-- Excerpt to read --
My questions start with who sells a BMS that I can use and do I need 1 or 12 separate BMS's for this pack design?

Also how would I go about charging a pack such as this? Would I charge as a whole or each of the 12 packs separately? What kind of charger is specifically designed for LiFePO4 batteries?

The reason I chose the 18650's is that I needed to create a rather special shaped series of packs to fit in a well designed package to keep the weight of the batteries as low in the frame as possible for handling characteristics.
80% of the batteries will be stored in a sealed Alloy case mounted below the wheel axle centerlines making the bike "feel" much lighter while under motion than it truly is.

Once the prototype is finished and I have some time to do some testing I will figure out if the 36v system is ideal or a larger 48v or 72v system will be needed. So far it has been a real blast building this bike, sorry I don't have any pictures just yet but as things come together a bit more I will post some.

-- Exercise aim --
Reproduce the part of the battery pack post starting with "The reason I" and going on through "it truly is.". Work only from the battery pack post.

-- Record extracts --

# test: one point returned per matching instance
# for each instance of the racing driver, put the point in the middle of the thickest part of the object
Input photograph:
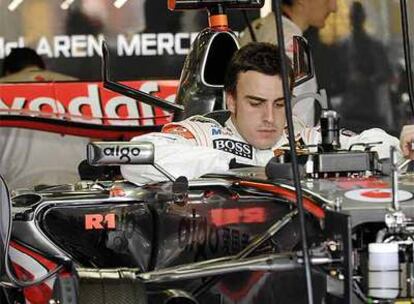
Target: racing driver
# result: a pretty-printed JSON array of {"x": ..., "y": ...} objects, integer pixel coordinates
[{"x": 249, "y": 132}]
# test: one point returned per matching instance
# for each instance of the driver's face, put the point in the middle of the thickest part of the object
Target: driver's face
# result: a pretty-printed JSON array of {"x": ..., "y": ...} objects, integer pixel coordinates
[
  {"x": 258, "y": 108},
  {"x": 318, "y": 11}
]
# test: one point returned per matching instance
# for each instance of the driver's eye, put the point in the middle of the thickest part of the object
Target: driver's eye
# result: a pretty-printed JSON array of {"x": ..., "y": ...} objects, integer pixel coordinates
[{"x": 255, "y": 103}]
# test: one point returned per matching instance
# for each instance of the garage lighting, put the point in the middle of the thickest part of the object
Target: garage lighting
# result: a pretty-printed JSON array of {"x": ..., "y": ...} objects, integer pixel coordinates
[
  {"x": 66, "y": 4},
  {"x": 119, "y": 3},
  {"x": 14, "y": 4}
]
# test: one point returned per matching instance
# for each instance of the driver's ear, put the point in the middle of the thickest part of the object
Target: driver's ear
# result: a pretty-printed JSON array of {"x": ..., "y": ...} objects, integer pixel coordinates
[{"x": 230, "y": 102}]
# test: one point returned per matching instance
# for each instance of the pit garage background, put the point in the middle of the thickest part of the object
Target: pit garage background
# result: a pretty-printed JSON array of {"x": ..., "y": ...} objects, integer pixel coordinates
[{"x": 148, "y": 43}]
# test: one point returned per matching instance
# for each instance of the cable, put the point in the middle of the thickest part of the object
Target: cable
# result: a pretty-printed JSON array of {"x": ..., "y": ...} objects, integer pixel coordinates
[
  {"x": 407, "y": 52},
  {"x": 291, "y": 134}
]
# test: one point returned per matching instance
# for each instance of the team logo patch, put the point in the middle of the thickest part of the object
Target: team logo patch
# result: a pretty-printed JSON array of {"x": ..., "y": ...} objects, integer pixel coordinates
[
  {"x": 234, "y": 147},
  {"x": 221, "y": 131},
  {"x": 376, "y": 195}
]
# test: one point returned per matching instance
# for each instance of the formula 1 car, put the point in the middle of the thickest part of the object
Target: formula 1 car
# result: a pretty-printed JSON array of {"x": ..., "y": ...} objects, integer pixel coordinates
[{"x": 228, "y": 238}]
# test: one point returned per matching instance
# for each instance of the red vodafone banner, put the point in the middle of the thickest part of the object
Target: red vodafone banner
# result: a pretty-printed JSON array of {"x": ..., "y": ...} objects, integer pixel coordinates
[{"x": 84, "y": 108}]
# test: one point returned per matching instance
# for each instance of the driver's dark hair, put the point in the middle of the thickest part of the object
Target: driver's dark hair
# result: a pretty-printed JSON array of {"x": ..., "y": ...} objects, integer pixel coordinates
[{"x": 256, "y": 56}]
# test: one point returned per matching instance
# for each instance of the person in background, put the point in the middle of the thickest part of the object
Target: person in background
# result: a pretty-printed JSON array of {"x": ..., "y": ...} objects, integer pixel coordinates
[
  {"x": 31, "y": 157},
  {"x": 298, "y": 16},
  {"x": 25, "y": 65},
  {"x": 365, "y": 74},
  {"x": 252, "y": 130}
]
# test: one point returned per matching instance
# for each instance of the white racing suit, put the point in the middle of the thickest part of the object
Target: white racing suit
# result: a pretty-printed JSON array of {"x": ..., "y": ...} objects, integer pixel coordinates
[{"x": 199, "y": 145}]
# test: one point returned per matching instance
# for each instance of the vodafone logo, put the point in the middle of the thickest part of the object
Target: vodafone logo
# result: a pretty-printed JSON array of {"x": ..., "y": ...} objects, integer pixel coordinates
[
  {"x": 377, "y": 195},
  {"x": 87, "y": 102}
]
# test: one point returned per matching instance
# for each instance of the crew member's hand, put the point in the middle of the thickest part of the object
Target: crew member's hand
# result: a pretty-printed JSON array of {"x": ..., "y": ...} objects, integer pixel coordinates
[{"x": 407, "y": 140}]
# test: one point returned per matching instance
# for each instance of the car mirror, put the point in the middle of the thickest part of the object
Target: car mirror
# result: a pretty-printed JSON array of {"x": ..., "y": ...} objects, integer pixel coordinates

-- Exercise result --
The reason I chose the 18650's is that I needed to create a rather special shaped series of packs to fit in a well designed package to keep the weight of the batteries as low in the frame as possible for handling characteristics.
80% of the batteries will be stored in a sealed Alloy case mounted below the wheel axle centerlines making the bike "feel" much lighter while under motion than it truly is.